Work required: Each entry, in full: copy it out exactly.

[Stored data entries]
=== Section Start ===

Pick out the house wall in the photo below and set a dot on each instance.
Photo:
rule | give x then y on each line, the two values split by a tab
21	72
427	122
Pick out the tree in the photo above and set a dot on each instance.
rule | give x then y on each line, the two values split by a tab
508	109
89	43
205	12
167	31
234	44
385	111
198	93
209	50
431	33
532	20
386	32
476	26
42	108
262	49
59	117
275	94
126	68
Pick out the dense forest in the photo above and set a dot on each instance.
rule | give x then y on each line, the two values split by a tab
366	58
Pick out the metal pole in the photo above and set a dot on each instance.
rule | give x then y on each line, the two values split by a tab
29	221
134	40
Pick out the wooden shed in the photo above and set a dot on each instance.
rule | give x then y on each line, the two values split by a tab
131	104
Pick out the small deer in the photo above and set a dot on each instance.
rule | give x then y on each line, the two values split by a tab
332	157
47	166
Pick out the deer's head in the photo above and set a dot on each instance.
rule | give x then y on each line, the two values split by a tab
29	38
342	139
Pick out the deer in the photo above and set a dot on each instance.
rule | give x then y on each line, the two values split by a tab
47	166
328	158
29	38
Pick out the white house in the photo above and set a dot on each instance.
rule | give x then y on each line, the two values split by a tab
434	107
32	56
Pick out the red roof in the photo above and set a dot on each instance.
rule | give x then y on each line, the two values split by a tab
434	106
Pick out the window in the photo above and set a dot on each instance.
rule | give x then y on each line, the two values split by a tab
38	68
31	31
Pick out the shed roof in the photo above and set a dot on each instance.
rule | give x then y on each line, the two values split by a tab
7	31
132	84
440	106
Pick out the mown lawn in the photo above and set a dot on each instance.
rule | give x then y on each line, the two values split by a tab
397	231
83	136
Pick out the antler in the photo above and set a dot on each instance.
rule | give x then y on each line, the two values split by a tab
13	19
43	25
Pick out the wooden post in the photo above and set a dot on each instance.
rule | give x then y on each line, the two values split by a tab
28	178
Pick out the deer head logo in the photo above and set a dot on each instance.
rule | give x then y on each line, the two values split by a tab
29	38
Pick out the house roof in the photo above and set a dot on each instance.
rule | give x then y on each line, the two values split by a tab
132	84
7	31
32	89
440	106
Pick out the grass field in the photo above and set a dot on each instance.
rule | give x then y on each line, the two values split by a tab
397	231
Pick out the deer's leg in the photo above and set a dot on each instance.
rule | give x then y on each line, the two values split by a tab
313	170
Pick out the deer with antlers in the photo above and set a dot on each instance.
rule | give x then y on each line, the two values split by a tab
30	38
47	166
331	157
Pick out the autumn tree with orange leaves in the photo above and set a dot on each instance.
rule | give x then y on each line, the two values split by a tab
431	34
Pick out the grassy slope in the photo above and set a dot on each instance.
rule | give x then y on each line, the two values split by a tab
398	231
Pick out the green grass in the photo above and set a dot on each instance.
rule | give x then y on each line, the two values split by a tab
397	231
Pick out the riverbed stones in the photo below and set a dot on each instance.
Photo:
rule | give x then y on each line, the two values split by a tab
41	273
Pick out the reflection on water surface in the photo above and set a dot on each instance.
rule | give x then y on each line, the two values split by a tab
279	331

=== Section End ===

The completed task:
Pick out the house wall in the photo below and set a dot on each instance.
Photo:
rule | give x then y on each line, the two values split by a tab
21	72
427	122
Pick out the tree in the photo above and set a dot on each instance.
rule | give x then y on each line, the two values split by a tab
508	109
89	43
205	12
167	31
234	44
385	111
198	93
209	50
431	33
532	20
386	32
476	26
42	108
262	49
59	117
275	94
126	68
Pick out the dense forest in the photo above and set a dot on each instance.
rule | give x then y on each line, the two values split by a tab
366	58
Pick out the metal pole in the photo above and set a dot on each instance.
rule | give x then y on each line, the two values split by a tab
29	221
134	40
Pick out the wooden shed in the photo above and set a dot on each instance.
rule | give x then y on each line, the two values split by a tab
131	104
Pick out the small deer in the photo above and set a dot on each instance.
rule | give x then y on each line, the two values split by a tab
332	157
47	166
Pick out the deer's head in the photo above and set a dot on each instance.
rule | give x then y on each line, the two values split by a tab
29	38
342	139
Pick out the deer in the photo above and set a dot on each instance.
rule | give x then y on each line, the two values split by a tab
47	166
328	158
29	38
Pick out the white house in the photo above and set a dot on each instance.
rule | give x then y on each line, the two values split by a tab
434	107
32	56
Pick out the red roof in the photo above and set a dot on each instance.
rule | give x then y on each line, the two values split by a tab
434	106
Pick out the window in the photo above and set a dot on each instance.
rule | give x then y on each line, the two values split by a tab
38	68
31	31
Pick out the shed roof in the photo above and set a dot on each instance.
rule | give x then y on each line, the two values split by a tab
7	31
132	84
440	106
Pick out the mown lawn in the photo above and set a dot on each instance.
rule | give x then y on each line, the two values split by a tab
397	231
83	136
Pick out the antler in the photo above and set a dot on each instance.
rule | give x then y on each line, the two values split by a tab
13	19
43	25
Pick out the wooden post in the photo above and set a dot on each instance.
rule | give x then y on each line, the two values split by a tab
28	178
Pick out the deer head logo in the photo above and set a dot on each instance.
rule | give x then y on each line, the two values split by a tab
29	38
Pick out the house roof in the photo above and set a dot on each instance.
rule | give x then y on each line, the two values split by a tab
132	84
7	31
32	89
440	106
Pick out the grass field in the photo above and set a dot on each instance.
rule | give x then y on each line, the two values split by a tab
397	231
Pick out the deer's leg in the photo above and set a dot on each instance.
rule | give x then y on each line, the two values split by a tab
313	170
Pick out the deer with antlers in the photo above and set a dot on each instance.
rule | give x then y on each line, the two values split by a tab
30	38
47	166
331	157
Pick out the autumn tree with orange leaves in the photo above and set a dot on each instance.
rule | give x then y on each line, the two values split by a tab
431	34
Pick out the grassy slope in the photo above and set a dot on each instance.
rule | give x then y on each line, the two values split by a tab
398	231
Pick out the green grass in the photo above and set a dot on each instance.
rule | give x then y on each line, the two values split by a tab
397	231
Pick out the riverbed stones in the photo below and set a dot on each instance.
Photo:
rule | give x then y on each line, the two values split by a tab
41	273
Pick out the reflection on water surface in the photo above and set a dot on each instance.
rule | give x then y on each line, the two values split by a tab
279	331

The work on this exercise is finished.